RECORDED INFORMATION section start
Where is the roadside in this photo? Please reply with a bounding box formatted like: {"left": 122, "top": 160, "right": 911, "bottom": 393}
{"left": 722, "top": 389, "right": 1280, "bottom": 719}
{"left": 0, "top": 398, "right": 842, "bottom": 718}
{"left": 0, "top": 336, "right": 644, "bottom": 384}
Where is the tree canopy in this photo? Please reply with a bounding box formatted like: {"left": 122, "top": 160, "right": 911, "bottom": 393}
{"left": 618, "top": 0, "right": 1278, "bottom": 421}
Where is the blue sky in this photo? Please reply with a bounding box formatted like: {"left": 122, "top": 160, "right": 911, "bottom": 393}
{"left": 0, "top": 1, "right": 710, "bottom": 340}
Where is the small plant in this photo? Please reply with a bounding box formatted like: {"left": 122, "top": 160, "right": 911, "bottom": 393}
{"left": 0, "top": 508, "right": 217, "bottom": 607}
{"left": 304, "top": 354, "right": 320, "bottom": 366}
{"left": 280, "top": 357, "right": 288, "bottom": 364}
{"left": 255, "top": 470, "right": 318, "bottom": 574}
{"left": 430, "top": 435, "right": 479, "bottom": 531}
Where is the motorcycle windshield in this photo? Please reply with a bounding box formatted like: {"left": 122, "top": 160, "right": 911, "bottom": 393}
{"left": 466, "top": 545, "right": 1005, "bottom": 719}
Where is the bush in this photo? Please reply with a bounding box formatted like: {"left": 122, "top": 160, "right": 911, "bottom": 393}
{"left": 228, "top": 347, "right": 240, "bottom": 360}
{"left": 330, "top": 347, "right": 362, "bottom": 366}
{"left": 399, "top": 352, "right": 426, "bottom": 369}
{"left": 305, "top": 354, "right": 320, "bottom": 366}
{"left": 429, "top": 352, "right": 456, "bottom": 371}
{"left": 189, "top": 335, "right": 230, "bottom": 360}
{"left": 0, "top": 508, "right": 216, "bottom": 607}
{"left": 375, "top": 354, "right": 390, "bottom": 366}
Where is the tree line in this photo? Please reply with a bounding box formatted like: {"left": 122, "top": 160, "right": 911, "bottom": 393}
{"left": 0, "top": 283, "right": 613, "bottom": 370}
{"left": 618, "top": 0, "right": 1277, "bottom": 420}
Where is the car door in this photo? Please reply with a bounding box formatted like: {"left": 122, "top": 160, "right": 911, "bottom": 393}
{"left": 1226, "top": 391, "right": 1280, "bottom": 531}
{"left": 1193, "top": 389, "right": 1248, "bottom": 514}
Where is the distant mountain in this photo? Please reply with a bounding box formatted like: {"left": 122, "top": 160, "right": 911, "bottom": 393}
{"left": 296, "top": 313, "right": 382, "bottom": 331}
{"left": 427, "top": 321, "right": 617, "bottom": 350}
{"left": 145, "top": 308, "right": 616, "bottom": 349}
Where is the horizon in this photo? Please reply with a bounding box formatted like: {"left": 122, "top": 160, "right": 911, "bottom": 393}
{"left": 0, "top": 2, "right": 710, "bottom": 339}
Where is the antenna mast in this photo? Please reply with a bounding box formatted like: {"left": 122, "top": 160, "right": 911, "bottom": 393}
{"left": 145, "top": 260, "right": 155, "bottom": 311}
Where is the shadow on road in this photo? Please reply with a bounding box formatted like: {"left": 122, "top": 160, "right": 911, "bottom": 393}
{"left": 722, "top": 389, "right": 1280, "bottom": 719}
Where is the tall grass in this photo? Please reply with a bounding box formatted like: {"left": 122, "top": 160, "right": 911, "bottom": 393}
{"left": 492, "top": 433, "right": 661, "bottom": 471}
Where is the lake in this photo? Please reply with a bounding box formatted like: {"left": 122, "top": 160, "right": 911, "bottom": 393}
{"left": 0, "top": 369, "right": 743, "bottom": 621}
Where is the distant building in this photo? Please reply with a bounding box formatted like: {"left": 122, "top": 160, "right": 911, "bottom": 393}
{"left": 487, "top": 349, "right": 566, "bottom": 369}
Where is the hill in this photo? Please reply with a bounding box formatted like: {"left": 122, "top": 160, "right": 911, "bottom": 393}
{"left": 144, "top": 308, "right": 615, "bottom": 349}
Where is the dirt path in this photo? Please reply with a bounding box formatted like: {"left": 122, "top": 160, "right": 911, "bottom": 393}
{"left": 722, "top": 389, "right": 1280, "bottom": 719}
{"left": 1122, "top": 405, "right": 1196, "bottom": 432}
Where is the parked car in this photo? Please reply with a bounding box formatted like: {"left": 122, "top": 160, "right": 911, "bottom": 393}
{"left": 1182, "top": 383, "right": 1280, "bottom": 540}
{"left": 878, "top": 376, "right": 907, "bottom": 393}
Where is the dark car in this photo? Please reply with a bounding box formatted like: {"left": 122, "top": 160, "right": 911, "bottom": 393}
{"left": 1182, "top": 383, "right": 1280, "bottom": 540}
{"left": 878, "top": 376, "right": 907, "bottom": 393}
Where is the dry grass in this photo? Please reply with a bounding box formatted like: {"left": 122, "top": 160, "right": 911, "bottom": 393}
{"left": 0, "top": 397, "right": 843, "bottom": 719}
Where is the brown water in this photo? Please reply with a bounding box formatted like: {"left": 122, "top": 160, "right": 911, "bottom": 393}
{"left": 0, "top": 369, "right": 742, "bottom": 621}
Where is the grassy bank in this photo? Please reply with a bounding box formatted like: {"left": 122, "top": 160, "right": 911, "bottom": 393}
RECORDED INFORMATION section end
**REQUIRED WORK:** Taking care to match every character, output all of the entries above.

**EXERCISE RESPONSE:**
Where is the roadside in this photo? Please reply with a bounding box formatted like: {"left": 122, "top": 160, "right": 911, "bottom": 393}
{"left": 722, "top": 389, "right": 1280, "bottom": 719}
{"left": 0, "top": 398, "right": 842, "bottom": 718}
{"left": 0, "top": 336, "right": 644, "bottom": 384}
Where is the tree canopy in this photo? Please reply with a bounding box formatted like: {"left": 122, "top": 160, "right": 911, "bottom": 393}
{"left": 618, "top": 0, "right": 1278, "bottom": 421}
Where is the blue sky in this photo? Please reply with a bounding box formatted like: {"left": 122, "top": 160, "right": 911, "bottom": 393}
{"left": 0, "top": 1, "right": 710, "bottom": 340}
Where is the small plant in this photo? Please reply with a bounding box formatted like: {"left": 122, "top": 160, "right": 911, "bottom": 393}
{"left": 0, "top": 508, "right": 217, "bottom": 607}
{"left": 304, "top": 354, "right": 320, "bottom": 366}
{"left": 280, "top": 357, "right": 288, "bottom": 364}
{"left": 255, "top": 470, "right": 318, "bottom": 574}
{"left": 430, "top": 435, "right": 479, "bottom": 531}
Where is the motorcycle windshield in this photo? Please reply with a bounding box formatted like: {"left": 122, "top": 160, "right": 911, "bottom": 393}
{"left": 466, "top": 545, "right": 1005, "bottom": 719}
Where is the bush in this photo? Please reply with a bounding box formatted like: {"left": 122, "top": 160, "right": 911, "bottom": 393}
{"left": 228, "top": 347, "right": 240, "bottom": 360}
{"left": 330, "top": 347, "right": 362, "bottom": 366}
{"left": 399, "top": 352, "right": 426, "bottom": 369}
{"left": 305, "top": 354, "right": 320, "bottom": 366}
{"left": 429, "top": 352, "right": 456, "bottom": 371}
{"left": 189, "top": 335, "right": 230, "bottom": 360}
{"left": 0, "top": 508, "right": 216, "bottom": 607}
{"left": 375, "top": 354, "right": 390, "bottom": 366}
Where is the tree line in this photo? Please reply with a bounding box formatted like: {"left": 122, "top": 160, "right": 911, "bottom": 393}
{"left": 0, "top": 283, "right": 613, "bottom": 370}
{"left": 618, "top": 0, "right": 1277, "bottom": 420}
Where is the car door in this photo? Please reply with a bounding box formatted like: {"left": 122, "top": 160, "right": 911, "bottom": 393}
{"left": 1226, "top": 391, "right": 1280, "bottom": 531}
{"left": 1193, "top": 389, "right": 1248, "bottom": 514}
Where is the distant mountain in this photo? Please reply with a bounding box formatted like: {"left": 122, "top": 160, "right": 911, "bottom": 393}
{"left": 296, "top": 313, "right": 382, "bottom": 331}
{"left": 427, "top": 321, "right": 617, "bottom": 350}
{"left": 145, "top": 308, "right": 616, "bottom": 349}
Where is the horizon in this photo? Please reply with a bounding box formatted like: {"left": 122, "top": 160, "right": 911, "bottom": 393}
{"left": 0, "top": 2, "right": 710, "bottom": 339}
Where is the antenna mast in this photo? Please reply with a bounding box formatted like: {"left": 122, "top": 160, "right": 911, "bottom": 393}
{"left": 145, "top": 260, "right": 155, "bottom": 311}
Where is the shadow on road in this photo? Please reply with a bounding box formatted like: {"left": 122, "top": 160, "right": 911, "bottom": 393}
{"left": 722, "top": 389, "right": 1280, "bottom": 719}
Where is the tall grass in this photo? Please reply with a bounding box formatted like: {"left": 122, "top": 160, "right": 911, "bottom": 393}
{"left": 492, "top": 433, "right": 661, "bottom": 471}
Where is the lake in this photo? Please reply with a bounding box formatted like: {"left": 122, "top": 160, "right": 911, "bottom": 393}
{"left": 0, "top": 369, "right": 743, "bottom": 621}
Where is the distant building in this photo? Please reply with a bounding box formatted like: {"left": 122, "top": 160, "right": 911, "bottom": 393}
{"left": 487, "top": 349, "right": 566, "bottom": 369}
Where is the hill in this photo? Please reply with a bounding box formatted like: {"left": 122, "top": 160, "right": 911, "bottom": 393}
{"left": 144, "top": 308, "right": 615, "bottom": 349}
Where is the dirt path in this photo? Please reply with a bounding box formatted like: {"left": 122, "top": 160, "right": 911, "bottom": 393}
{"left": 722, "top": 389, "right": 1280, "bottom": 719}
{"left": 1122, "top": 405, "right": 1196, "bottom": 432}
Where is the parked car in this photo? Please reply with a bounding box formatted like: {"left": 122, "top": 160, "right": 911, "bottom": 393}
{"left": 1182, "top": 383, "right": 1280, "bottom": 540}
{"left": 878, "top": 376, "right": 907, "bottom": 393}
Where is the dark car in this photo? Please reply with a bounding box formatted like: {"left": 122, "top": 160, "right": 911, "bottom": 393}
{"left": 1182, "top": 383, "right": 1280, "bottom": 540}
{"left": 878, "top": 376, "right": 907, "bottom": 393}
Where is the dry grass in this photo? Please reply with a bounding box formatted like: {"left": 122, "top": 160, "right": 911, "bottom": 393}
{"left": 0, "top": 397, "right": 843, "bottom": 719}
Where is the brown water in this photo? Please reply with a bounding box formatted like: {"left": 122, "top": 160, "right": 911, "bottom": 393}
{"left": 0, "top": 369, "right": 742, "bottom": 621}
Where is the grassy bank in this photo? Please reply with a bounding box formatted like: {"left": 122, "top": 160, "right": 911, "bottom": 393}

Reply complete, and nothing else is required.